**Stated exercise A**
Pick out every line of the records that contains the word "floor" and copy each one.

-- start of Document extract --

Earnings were also negatively affected by losses in two businesses: Colliers Jardine,
which was sold at the end of the year, with Jardine Pacific retaining its profitable Hong
Kong property management business; and Jardine Logistics, the management of which
was restructured. The group's interests in Jardine Securicor were sold in December for
US$43 million, realising a profit of US$24 million, as further steps were taken by Jardine
Pacific to refine its portfolio and release value created.
∙Jardine Motors Group achieved an underlying profit of US$51 million, the increase of
100% mainly due to the return to profitability of its UK operations. After non-recurring
items a net profit of US$38 million was recorded, compared to a net loss of US$37 million
in 2000. Revenue declined by 2% to US$2.5 billion following the disposal of loss-making
dealerships in the United Kingdom.
In a contracting Hong Kong market Zung Fu saw lower margins on new car sales, but
was able to increase its market share. A positive contribution was also achieved in
Mainland China. There was a reduced contribution from the group's Indonesian
associate, while its Indian joint venture continued to produce losses and a major
restructuring of the business is being undertaken.
Against a background of record volumes in the UK market, the group's new management
team rationalised the dealership portfolio and returned the principal businesses to
profitability. There was a reduced profit contribution from France, and in a transaction
completed in early 2002 the group disposed of its interest in Cica, the French dealership
operation. An improved result was achieved in the United States.
Jardine Motors Group will continue to refine its business, positioning itself for changes in
trading practices in the United Kingdom that are likely be required by the European
Commission and the implementation of the new Mercedes-Benz distribution
arrangements in Hong Kong in mid-2002.
∙Jardine Lloyd Thompson's turnover increased 22% to £350 million in 2001. Profit
before tax, exceptional items and goodwill amortisation rose 18% to £84 million, based
on UK accounting standards. The performance, which maintains and builds upon JLT's
growth in recent years, benefited from acquisitions in 2000 and the strength of its
traditional business within Risk Solutions, Corporate Risks and Services.

-- end of Document extract --
-- start of Extracted entries --

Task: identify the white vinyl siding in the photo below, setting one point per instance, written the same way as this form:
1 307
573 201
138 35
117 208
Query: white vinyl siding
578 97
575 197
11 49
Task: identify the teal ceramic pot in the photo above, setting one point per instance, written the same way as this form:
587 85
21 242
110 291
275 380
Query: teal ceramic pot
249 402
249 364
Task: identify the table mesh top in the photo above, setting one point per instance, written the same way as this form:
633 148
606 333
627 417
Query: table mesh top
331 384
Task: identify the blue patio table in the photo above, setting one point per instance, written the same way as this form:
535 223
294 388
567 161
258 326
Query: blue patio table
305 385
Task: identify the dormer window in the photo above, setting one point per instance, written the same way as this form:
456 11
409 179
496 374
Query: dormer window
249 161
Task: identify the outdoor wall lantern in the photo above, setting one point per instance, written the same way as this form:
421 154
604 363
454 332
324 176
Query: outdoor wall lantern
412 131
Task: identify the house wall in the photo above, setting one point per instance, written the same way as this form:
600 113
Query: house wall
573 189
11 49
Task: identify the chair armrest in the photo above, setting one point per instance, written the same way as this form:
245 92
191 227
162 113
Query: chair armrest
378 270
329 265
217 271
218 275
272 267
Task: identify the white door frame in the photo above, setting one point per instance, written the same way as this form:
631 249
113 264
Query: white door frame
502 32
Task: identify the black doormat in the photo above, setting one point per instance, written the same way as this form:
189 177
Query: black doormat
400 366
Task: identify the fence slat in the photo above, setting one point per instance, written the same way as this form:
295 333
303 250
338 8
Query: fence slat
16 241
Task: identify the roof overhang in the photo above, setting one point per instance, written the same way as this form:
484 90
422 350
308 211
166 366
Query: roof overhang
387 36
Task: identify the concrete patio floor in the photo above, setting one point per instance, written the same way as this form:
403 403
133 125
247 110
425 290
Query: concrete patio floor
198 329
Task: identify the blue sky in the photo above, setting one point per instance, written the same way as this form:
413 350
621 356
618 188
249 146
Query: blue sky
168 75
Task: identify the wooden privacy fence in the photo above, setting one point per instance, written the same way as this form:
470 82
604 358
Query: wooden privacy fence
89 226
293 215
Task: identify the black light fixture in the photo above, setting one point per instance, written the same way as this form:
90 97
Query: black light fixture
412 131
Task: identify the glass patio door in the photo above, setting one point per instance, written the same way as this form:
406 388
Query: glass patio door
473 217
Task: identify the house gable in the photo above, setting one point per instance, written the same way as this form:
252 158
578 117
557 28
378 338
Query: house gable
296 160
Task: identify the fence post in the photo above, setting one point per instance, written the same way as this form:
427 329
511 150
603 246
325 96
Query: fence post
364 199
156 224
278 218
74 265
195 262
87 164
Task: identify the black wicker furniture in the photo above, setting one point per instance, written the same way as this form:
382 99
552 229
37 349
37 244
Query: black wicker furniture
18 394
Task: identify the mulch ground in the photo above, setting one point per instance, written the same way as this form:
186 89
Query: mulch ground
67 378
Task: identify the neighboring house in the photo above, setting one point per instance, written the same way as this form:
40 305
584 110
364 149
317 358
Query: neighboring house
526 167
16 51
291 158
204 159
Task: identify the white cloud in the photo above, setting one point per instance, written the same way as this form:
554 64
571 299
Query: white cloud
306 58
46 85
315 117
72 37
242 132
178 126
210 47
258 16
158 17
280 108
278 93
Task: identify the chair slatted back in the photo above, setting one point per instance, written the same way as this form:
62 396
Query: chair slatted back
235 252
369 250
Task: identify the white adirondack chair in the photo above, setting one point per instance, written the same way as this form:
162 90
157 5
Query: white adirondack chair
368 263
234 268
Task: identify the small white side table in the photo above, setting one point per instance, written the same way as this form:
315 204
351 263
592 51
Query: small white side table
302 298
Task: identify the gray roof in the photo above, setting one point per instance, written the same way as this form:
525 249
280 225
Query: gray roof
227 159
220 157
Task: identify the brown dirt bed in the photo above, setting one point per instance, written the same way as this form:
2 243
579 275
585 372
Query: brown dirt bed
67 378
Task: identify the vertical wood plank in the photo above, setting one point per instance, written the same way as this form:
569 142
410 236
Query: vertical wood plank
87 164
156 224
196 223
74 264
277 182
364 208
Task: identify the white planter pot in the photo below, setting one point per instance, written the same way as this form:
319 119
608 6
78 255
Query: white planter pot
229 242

-- end of Extracted entries --

**Stated exercise B**
Carry on the Jardine 2001 results report from its last sentence.

**Right answer A**
Task: identify the concrete patio floor in the photo above, setting one point per instance, written the same way as this form:
Query: concrete patio floor

**Right answer B**
JLT has reorganised its operational structure into two new business groups; Risk &
Insurance Group and Employee Benefits. The latter business has grown substantially,
and JLT now has one of the United Kingdom's largest outsourced pensions
administration operations. Risk & Insurance Group revenue from continuing operations
grew by 15% in 2001 to £272 million, reflecting organic growth and new business
demand in the harder market. Employee Benefits revenue increased by some 79% in
2001 to £74 million, benefiting from the acquisition of Abbey National Benefit Consultants
together with new business growth.
JLT's strong financial position and reputation for professionalism and innovation will
allow the group to maintain sustainable organic growth and to capitalize on its unique
market position in 2002.
Dairy Farm
Dairy Farm made significant progress in 2001 against a backdrop of poor economic
conditions in most of its markets. A major problem was resolved through the disposal of its
Australian business and sustained developments in areas seen as profit drivers for the future
were initiated. The group's sales from continuing activities of US$3,470 million were 7%
ahead of 2000, with growth in all regions. Each of the group's regional businesses showed
an improved performance, and its underlying profit of US$48 million, compared to
US$1 million in the prior year, represented underlying earnings per share of US¢2.87.
Dairy Farm undertook a managed sell-down of Franklins in Australia as the most effective
means of realising value from the limited options available. An assessment of Franklins'
assets in 2000 had led to an impairment charge of US$129 million. During the course of the
disposal programme a premium was achieved on the sale of the assets, yielding a net gain
in 2001 of US$38 million.
Dairy Farm's balance sheet moved into a net cash position, due mainly to the proceeds from
disposals, and the company proposes to repurchase up to 10% of its issued share capital by
way of a tender offer. Such a proposal would still enable the group to maintain its active
investment strategy.
Improved results were achieved in all businesses in North Asia with Mannings and 7-Eleven
in Hong Kong and Wellcome Taiwan all increasing profits. Wellcome Hong Kong also made
good progress, although much has still to be done before it reaches acceptable levels of
profitability. The successful 72 store 7-Eleven network in neighbouring Guangdong is being
expanded to 350 stores by 2005. The Maxim's joint venture is expanding the Starbucks
chain in Hong Kong, and will be extending it to Southern China.
Dairy Farm's focus in South Asia is on developing its Giant hypermarket format in Malaysia
and Singapore, as well as introducing it into Indonesia and, subject to government approvals,
India. During the year Dairy Farm was approached to sell its Woolworths supermarket
operation in New Zealand, but after review, the decision was taken to retain and grow the
business.
While the economic outlook is uncertain, Dairy Farm remains strong with sound retail
businesses that are well positioned to succeed.
Hongkong Land
A weakening sentiment prevailed in the office market in Hong Kong in 2001, with the events
in the United States in September accelerating the decline. The effect was mitigated in
Central by a lack of supply, and occupancy in high quality buildings remained firm.
Hongkong Land's net rental income was little changed as reversions were largely neutral,
but higher levels of debt following share repurchases completed in January 2001 led to
increased financing charges. Its underlying earnings fell by 7% to US$213 million, while
underlying earnings per share reduced by 2% to US¢8.94.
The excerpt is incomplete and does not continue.